_GOAL_: Add 135 to every x and y coordinate in the answers, and reproduce all of the data from the start through the line containing "x=269 y=214", inclusive. Leave every other line unchanged.

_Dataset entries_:
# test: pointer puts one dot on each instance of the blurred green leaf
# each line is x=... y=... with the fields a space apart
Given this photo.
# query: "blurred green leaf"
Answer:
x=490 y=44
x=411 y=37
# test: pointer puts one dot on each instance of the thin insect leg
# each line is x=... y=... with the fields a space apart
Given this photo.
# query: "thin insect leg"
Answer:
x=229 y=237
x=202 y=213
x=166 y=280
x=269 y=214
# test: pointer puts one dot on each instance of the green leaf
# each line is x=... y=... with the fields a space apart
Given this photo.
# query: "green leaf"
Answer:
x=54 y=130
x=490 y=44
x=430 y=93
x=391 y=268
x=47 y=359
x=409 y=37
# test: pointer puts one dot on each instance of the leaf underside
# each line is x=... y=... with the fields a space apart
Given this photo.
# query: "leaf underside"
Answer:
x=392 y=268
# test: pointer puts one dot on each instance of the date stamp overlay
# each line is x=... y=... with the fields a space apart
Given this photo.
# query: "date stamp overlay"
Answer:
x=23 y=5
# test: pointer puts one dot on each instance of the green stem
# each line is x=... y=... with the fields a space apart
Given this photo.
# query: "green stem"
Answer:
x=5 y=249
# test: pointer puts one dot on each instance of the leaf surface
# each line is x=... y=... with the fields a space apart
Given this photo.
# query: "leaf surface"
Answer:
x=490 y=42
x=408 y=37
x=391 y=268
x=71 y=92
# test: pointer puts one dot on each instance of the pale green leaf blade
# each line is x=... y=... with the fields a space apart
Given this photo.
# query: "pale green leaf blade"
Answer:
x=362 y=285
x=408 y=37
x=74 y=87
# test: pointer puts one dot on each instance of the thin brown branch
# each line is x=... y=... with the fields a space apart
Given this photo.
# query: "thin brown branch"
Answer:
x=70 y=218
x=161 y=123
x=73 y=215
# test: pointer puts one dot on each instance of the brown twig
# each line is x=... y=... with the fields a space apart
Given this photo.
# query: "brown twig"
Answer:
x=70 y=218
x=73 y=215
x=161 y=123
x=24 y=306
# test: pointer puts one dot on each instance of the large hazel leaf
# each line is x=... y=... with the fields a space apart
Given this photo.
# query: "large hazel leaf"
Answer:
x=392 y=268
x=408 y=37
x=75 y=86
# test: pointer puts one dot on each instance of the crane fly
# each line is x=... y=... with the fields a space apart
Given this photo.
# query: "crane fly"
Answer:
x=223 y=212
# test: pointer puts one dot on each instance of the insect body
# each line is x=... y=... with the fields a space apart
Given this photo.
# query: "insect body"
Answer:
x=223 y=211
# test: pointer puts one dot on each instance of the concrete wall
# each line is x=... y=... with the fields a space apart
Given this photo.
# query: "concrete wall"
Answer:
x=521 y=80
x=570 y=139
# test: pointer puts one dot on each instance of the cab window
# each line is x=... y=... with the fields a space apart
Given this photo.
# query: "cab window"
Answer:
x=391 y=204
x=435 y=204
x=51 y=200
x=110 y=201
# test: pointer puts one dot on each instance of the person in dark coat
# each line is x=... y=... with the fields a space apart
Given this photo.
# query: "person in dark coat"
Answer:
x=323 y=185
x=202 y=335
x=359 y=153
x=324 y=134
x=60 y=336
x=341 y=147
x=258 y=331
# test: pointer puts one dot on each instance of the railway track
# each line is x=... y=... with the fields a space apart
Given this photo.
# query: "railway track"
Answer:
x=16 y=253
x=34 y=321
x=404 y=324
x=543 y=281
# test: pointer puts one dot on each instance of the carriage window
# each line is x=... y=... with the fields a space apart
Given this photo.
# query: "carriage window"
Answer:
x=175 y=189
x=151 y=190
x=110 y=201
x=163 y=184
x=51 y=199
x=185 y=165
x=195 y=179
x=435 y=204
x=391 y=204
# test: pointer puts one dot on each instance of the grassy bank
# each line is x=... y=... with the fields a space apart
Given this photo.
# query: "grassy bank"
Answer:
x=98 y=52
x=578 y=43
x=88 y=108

_WRITTEN ANSWER_:
# test: pointer puts one dot on each instance of the blurred green leaf
# each line is x=... y=... with the fields a space apart
Given this photo.
# query: "blurred green leaf"
Answer:
x=625 y=179
x=546 y=172
# test: pointer puts one dot on each instance of the thin insect leg
# each line is x=... y=... with the fields a space apart
Given this photo.
# query: "thin insect leg"
Answer:
x=364 y=372
x=337 y=348
x=301 y=415
x=404 y=349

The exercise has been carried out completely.